EXERCISE: In the entries that follow, identify the line containing "task | identify every instance of the fingers" and return it together with all later lines, exactly as they appear.

Extracted records:
= = = =

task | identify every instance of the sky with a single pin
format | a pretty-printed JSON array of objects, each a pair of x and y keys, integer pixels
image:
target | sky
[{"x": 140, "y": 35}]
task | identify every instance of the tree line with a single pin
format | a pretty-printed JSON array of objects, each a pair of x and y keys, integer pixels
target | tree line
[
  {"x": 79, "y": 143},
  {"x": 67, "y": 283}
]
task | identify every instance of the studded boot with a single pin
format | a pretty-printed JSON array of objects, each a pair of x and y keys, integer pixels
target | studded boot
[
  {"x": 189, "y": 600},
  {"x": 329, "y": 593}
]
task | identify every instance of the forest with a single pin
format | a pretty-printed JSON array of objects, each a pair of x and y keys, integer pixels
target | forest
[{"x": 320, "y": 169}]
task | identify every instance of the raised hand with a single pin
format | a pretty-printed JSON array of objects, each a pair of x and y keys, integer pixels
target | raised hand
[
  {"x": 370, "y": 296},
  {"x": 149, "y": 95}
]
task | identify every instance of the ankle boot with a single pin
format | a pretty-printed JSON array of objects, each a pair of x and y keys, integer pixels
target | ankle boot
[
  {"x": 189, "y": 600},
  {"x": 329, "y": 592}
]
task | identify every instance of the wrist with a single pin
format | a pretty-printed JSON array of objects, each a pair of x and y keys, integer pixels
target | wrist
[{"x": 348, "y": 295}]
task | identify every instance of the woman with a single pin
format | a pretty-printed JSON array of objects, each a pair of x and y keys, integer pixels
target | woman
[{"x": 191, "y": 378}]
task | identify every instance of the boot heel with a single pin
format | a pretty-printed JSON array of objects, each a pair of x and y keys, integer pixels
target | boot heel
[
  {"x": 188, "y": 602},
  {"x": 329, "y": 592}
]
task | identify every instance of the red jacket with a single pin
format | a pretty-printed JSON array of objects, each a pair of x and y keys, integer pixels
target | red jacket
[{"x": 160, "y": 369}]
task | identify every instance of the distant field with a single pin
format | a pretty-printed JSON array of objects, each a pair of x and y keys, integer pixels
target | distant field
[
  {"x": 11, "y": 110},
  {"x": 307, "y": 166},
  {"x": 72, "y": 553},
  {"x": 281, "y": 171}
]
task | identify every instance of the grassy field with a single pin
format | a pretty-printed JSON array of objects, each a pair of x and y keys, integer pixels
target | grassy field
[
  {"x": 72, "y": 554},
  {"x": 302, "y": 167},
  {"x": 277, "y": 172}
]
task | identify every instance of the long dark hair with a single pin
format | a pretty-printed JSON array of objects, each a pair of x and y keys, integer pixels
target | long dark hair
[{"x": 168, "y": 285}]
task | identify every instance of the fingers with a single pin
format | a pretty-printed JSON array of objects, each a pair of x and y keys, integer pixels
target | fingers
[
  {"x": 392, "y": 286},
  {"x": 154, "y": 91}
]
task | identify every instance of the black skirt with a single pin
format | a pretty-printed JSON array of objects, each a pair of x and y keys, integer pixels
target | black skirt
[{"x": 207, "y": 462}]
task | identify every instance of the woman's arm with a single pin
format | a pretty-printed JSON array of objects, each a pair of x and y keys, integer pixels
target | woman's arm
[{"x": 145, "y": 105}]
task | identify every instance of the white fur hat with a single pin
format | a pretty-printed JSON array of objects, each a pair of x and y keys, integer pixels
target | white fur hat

= = = =

WRITTEN SOLUTION:
task | identify every instance of the fingers with a single pin
format | a pretty-printed JSON array of objects, each a pair of x and y keys, integer pixels
target | fingers
[
  {"x": 392, "y": 286},
  {"x": 154, "y": 91}
]
task | identify every instance of the black skirt with a single pin
format | a pretty-printed JSON array of objects, each a pair of x and y keys, integer pixels
target | black skirt
[{"x": 207, "y": 462}]
task | identify every instance of the woman's arm with a single pin
format | a pretty-printed JSON array of objects, each a pair of x and y keys, integer pixels
target | woman's arm
[{"x": 145, "y": 105}]
task | identify every instance of the white fur hat with a single pin
format | a pretty-printed JSON array of objects, each a pair of x and y keys, integer pixels
target | white fur hat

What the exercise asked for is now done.